● **AIM**: Exactly repeat the line that contains "Target: pom-pom on hat", then every line after it up to and including the final line.

## begin RECORD EXTRACTS

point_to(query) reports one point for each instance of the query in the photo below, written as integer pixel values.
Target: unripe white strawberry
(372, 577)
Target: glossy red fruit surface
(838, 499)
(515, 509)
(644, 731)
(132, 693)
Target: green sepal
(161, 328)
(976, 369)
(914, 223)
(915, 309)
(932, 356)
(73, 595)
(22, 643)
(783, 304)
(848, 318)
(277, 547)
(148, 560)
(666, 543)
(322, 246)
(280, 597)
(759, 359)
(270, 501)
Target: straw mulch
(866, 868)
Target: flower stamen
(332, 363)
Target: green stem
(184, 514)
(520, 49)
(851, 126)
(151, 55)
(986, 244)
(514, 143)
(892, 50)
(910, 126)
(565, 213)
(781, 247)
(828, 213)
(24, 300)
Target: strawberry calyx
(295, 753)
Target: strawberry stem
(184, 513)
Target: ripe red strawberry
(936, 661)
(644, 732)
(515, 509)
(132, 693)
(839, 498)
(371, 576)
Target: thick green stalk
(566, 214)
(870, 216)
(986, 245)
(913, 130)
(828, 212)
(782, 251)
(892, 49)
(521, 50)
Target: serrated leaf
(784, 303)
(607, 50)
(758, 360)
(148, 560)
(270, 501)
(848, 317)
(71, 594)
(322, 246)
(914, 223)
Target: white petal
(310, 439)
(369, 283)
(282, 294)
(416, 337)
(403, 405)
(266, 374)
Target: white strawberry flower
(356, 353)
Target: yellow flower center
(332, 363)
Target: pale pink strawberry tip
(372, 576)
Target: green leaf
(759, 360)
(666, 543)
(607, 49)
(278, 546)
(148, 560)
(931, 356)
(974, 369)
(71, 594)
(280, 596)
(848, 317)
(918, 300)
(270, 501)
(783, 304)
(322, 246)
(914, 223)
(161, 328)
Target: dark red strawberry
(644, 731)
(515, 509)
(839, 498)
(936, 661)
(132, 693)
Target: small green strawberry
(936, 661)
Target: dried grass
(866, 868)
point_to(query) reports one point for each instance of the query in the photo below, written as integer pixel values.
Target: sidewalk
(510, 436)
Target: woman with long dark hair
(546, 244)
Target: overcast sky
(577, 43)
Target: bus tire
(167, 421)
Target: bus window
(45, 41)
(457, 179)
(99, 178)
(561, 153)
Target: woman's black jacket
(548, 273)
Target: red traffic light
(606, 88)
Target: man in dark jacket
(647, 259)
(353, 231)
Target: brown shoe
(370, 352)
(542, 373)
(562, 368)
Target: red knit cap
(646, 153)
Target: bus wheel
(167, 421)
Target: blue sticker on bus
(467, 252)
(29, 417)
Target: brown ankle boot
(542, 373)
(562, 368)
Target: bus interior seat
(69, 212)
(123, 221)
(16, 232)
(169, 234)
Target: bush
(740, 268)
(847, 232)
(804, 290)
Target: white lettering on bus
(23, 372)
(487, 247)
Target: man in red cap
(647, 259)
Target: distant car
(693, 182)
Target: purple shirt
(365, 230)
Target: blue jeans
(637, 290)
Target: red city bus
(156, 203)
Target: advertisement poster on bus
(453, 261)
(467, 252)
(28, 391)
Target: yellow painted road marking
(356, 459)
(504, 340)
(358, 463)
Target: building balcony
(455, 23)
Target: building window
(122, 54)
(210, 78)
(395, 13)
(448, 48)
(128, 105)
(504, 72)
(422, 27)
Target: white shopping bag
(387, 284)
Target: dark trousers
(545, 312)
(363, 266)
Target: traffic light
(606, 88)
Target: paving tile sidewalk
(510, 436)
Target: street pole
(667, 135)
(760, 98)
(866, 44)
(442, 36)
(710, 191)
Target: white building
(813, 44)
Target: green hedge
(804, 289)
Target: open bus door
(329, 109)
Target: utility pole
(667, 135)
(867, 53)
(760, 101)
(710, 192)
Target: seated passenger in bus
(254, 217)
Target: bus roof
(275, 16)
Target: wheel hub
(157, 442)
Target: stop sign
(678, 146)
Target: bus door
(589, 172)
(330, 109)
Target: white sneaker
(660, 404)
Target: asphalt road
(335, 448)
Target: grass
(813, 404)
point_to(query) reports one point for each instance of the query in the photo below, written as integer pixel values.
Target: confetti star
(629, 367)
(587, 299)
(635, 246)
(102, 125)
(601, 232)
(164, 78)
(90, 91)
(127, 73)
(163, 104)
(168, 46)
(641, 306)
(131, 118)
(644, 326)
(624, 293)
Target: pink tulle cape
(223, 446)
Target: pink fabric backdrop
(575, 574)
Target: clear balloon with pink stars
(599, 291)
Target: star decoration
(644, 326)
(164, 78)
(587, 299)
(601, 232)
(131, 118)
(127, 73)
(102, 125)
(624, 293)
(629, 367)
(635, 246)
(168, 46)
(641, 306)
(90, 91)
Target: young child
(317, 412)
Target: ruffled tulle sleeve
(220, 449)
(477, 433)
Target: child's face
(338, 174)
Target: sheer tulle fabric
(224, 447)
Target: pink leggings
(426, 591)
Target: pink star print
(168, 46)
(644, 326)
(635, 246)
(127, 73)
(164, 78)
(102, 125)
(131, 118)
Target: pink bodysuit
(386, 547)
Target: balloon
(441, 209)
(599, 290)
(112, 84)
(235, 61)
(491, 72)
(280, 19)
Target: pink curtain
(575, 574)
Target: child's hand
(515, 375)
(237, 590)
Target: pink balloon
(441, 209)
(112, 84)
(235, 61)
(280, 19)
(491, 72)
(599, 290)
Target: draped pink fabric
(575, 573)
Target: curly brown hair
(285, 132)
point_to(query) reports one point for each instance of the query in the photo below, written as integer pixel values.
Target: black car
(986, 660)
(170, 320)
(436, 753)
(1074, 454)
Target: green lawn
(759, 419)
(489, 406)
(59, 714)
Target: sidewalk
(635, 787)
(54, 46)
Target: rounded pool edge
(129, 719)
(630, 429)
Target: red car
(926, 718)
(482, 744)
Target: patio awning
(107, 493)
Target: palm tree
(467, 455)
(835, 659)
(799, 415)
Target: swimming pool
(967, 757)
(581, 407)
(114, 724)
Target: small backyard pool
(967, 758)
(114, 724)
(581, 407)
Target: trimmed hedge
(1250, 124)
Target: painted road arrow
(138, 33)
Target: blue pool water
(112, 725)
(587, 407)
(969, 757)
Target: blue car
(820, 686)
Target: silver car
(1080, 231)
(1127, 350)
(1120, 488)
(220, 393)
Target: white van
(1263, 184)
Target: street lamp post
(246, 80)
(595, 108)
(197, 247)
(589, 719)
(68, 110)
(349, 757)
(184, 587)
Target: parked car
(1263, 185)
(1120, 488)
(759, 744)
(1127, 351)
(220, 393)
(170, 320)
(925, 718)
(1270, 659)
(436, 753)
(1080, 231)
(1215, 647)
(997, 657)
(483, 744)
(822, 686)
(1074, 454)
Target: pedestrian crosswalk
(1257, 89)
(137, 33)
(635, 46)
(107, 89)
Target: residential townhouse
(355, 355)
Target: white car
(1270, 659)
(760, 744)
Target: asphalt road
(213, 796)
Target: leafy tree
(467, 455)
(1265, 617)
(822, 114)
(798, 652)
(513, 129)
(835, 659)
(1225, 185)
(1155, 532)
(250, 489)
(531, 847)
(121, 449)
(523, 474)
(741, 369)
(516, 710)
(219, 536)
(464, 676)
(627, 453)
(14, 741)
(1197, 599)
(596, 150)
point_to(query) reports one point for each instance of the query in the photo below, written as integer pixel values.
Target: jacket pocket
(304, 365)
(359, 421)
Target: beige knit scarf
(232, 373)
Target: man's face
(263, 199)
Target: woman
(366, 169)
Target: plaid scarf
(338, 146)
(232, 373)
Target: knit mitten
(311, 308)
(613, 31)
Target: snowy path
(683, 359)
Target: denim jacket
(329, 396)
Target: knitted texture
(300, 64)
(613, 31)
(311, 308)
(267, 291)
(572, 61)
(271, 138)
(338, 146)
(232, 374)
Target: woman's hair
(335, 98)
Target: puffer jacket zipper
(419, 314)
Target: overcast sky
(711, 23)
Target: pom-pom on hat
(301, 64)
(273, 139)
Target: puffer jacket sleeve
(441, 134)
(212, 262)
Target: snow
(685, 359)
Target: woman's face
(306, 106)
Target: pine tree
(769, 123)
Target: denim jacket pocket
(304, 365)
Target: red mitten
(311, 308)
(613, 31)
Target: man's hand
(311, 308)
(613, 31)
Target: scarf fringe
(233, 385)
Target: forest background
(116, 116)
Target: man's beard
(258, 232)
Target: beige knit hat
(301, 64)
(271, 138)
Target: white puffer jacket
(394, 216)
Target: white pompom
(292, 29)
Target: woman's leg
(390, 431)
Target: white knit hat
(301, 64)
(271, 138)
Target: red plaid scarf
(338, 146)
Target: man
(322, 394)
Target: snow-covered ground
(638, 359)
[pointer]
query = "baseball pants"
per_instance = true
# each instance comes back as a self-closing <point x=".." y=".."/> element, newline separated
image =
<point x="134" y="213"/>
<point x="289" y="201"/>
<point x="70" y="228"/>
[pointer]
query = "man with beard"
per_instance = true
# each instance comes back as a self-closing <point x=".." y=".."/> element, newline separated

## end RECORD EXTRACTS

● **ANSWER TO THE EXERCISE**:
Target: pom-pom on hat
(301, 64)
(273, 139)
Target: puffer jacket sleeve
(441, 134)
(212, 262)
Target: snow
(685, 359)
Target: woman's face
(306, 106)
Target: pine tree
(769, 123)
Target: denim jacket pocket
(304, 365)
Target: red mitten
(311, 308)
(613, 31)
Target: man's hand
(311, 308)
(613, 31)
Target: scarf fringe
(233, 385)
Target: forest background
(116, 116)
Target: man's beard
(258, 232)
Target: beige knit hat
(301, 64)
(271, 138)
Target: white puffer jacket
(394, 216)
Target: white pompom
(292, 29)
Target: woman's leg
(390, 431)
Target: white knit hat
(301, 64)
(271, 138)
Target: red plaid scarf
(338, 146)
Target: man
(322, 394)
Target: snow-covered ground
(638, 359)
[pointer]
query = "baseball pants"
per_instance = true
# each instance comes back as a self-closing <point x=".." y=".."/> element, newline separated
image =
<point x="134" y="213"/>
<point x="289" y="201"/>
<point x="70" y="228"/>
[pointer]
query = "man with beard"
per_instance = true
# each instance comes back as a self-closing <point x=".." y=".."/> element, newline separated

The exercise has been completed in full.